> What the task requires
Below are the records; retype each one exactly.

--------

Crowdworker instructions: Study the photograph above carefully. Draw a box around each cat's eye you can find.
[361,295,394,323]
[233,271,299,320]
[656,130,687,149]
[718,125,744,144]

--------

> Answer to the problem
Crowdworker instructions: Study the photograph above carefully. Draw a box around each cat's eye you can find.
[361,295,394,323]
[233,271,299,320]
[656,130,687,149]
[718,125,744,144]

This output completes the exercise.